* [PASSAGE SHOWN]
From: Jonathan Ned Katz <JNKatz1@aol.com>
Date: Tue, 10 Oct 1995 18:49:10 -0400
Subject: Katz's "Invention of Heterosexuality"

Please Distribute 
 
Jonathan Ned Katz, an independent scholar and author, seeks speaking
engagements with college and university groups on "The Invention of
Heterosexuality." 
 
This talk traces the changing history of the "heterosexual" idea, analyzing
it as a specifically modern construction.  It demonstrates that
"heterosexual" signified perversion in one long-lasting tradition.  Only
gradually did "heterosexuality" become the powerful norm we know today. 
 
The first version of this talk is designed for general audiences who have
not necessarily read my book "The Invention of Heterosexuality" (NY:
Dutton, March 1995).  Even for those who've read the book,  the verbal
presentation has worked independently in many college and university
presentations as an entertaining and intellectually provocative performance
piece. 
 
A second version of the talk is more technical and is meant specifically
for those who have read the book, or who have read lots of historical work
on sexuality.  This talk discusses what I think is new and most important
in the book, and addresses an issue I've thought about since the book was
published, the issue of the different intellectual and political ploys that
keep the social 
institution of heterosexuality from being publicly discussed in any
explicit, extended, systematic way.  The discussion always comes back
quickly (too quickly) to  homosexuality.  How and why does this happen? 
 
 Please contact me individually for availability and fees. 
jnkatz@pipeline.com 
 
The Dutton/Penguin hardback of "The Invention of Heterosexuality" is
available from book stores. 
 
A trade paperback edition will be published in March 1996.  Copies of the
pb should be available about a month earlier.  For an examination copy
contact Maria Barbieri at Penguin: mbarbieri@penguin.com 
 
For your information, I am the author of the following books: "The
Invention of Heterosexuality;" 
"Gay/Lesbian Almanac;" 
and "Gay American History: Lesbians and Gay Men in the U.S.A.," and other
books and essays.

* [DATA ROWS]
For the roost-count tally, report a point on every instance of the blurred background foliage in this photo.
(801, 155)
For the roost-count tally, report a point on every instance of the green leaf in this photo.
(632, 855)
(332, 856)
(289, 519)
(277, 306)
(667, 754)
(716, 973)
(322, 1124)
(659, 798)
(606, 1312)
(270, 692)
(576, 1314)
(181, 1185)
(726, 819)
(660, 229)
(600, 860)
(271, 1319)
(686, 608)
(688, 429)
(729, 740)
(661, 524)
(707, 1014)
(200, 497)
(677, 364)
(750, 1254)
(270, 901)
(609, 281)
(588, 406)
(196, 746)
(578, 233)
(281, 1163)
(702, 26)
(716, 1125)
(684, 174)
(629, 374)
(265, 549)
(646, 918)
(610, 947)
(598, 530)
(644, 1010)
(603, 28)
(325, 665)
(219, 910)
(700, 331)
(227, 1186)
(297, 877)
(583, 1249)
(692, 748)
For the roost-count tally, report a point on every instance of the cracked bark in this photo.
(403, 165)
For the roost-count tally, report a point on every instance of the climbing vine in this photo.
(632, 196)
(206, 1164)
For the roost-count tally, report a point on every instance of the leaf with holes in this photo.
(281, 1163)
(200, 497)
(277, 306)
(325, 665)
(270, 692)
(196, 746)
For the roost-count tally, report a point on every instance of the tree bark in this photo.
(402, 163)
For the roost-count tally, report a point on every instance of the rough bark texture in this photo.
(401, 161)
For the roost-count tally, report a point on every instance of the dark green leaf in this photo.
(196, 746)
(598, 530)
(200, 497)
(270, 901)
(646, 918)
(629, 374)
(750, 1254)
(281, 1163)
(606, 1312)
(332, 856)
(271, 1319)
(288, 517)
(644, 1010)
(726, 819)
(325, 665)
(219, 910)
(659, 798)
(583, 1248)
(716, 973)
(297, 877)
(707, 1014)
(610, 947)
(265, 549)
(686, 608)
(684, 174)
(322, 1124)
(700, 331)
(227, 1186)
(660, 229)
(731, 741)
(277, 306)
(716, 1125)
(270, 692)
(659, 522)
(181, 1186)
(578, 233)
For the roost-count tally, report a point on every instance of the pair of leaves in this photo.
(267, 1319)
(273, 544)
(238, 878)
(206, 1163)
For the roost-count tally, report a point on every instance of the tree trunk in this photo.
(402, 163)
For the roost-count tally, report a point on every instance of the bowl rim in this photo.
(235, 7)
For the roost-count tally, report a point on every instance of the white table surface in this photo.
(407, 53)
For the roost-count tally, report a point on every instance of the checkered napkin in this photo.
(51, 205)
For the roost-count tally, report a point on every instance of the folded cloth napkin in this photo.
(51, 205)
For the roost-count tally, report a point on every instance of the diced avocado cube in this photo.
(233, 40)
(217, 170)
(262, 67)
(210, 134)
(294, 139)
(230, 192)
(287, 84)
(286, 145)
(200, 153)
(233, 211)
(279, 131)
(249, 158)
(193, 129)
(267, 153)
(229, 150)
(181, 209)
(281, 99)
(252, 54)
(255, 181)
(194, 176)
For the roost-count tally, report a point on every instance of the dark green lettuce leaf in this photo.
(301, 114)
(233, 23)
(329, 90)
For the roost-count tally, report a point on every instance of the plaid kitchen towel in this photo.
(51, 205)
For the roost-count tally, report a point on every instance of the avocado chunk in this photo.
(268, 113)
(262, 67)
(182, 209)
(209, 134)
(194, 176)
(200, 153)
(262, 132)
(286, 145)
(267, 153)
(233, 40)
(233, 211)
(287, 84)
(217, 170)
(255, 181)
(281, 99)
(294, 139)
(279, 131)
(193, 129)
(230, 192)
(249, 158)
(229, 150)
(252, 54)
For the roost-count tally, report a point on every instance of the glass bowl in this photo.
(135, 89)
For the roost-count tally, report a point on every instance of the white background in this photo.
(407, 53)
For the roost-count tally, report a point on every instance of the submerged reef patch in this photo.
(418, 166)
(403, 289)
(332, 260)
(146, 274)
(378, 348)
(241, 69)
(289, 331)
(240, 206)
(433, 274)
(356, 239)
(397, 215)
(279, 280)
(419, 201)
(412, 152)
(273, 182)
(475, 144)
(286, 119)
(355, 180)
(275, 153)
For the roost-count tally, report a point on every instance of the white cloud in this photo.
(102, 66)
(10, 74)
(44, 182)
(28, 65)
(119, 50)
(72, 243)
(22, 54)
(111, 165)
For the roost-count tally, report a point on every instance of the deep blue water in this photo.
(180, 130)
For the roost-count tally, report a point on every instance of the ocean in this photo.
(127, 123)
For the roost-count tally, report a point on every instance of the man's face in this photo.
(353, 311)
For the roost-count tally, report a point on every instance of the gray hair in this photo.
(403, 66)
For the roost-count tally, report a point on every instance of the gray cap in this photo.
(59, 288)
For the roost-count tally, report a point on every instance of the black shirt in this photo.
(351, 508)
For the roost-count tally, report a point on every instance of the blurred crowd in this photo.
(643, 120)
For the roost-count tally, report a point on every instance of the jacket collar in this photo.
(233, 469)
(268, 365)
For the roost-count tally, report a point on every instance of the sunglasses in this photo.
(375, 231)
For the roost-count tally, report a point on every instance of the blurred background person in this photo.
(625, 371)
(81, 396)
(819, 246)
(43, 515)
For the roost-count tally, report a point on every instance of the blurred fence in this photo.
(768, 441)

* [ACTIONS TO TAKE]
1. According to the speaking announcement, when will the trade paperback edition of the book come out?
2. Please continue the speaking announcement from its final sentence onward.
These records have nothing to do with the speaking announcement.

* [PER-TASK OUTPUTS]
1. March 1996.

2.
 
* * * * * * * * * * * * * * * * * * 
Reviewers Comment on 
The Invention of Heterosexuality (Dutton, 1995) 
 
"Superb and iconoclastic critique of the history of heterosexuality"
---Richard Horton, M.D. (Editor, The Lancet), The New York Review of Books 
 
"Engaging -- important -- Katz's analysis of Freud's idea of
heterosexuality...is brilliant --Among the best books I have read on sexual
identity -- can change the way you think about sex and gender, about
yourself and about whom you might become" -- Louise DeSalvo, Los Angeles
Times 
 
"A swell sense of humor -- lively and provocative -- a good introduction,
especially to the ideas of Michel Foucault" -- Carol Tavris, New York Times
Book Review 
 
"Pulls the rug out from under the prevailing assumption that
heterosexuality is an...unchanging part of an individual's personality
--suggestive and insightful" -- Daniel Harris, The Boston Globe 
 
"This handy little book turns the tables on a century of theorizing about
'the nature of homosexuality' -- a wonderful weapon against self-contempt"
-- Gary Indiana, The Village Voice Literary Supplement 
 
"One of the most important -- if not outright subversive -- works to emerge
from gay and lesbian studies in years" -- Mark Thompson, The Advocate 
 
"The good news for us general readers is that Katz has kept us in mind -- a
concise, well-focused book -- Katz has contributed to the denaturalizing of
heterosexuality.  He has forced it to speak, thereby breaking the silence
that enables it to retain its normative hold" -- Michael Schwartz, Harvard
Gay & Lesbian Review 
 
"Provocatively original research, recalling similar problematizations of
race, gender, and other seemingly immutable, ahistorical constructs" -- 
James E. Van Buskirk, Library Journal 
 
"A courageous challenge to reconsider heterosexuality's privileged position
in society" -- Kirkus Reviews 
 
"Challenges rigid notions of gender identity" -- Publishers Weekly 
 
* * * * * * * * * * * * * * * * * * * * * *  
Additional Comment on  "The Invention of Heterosexuality"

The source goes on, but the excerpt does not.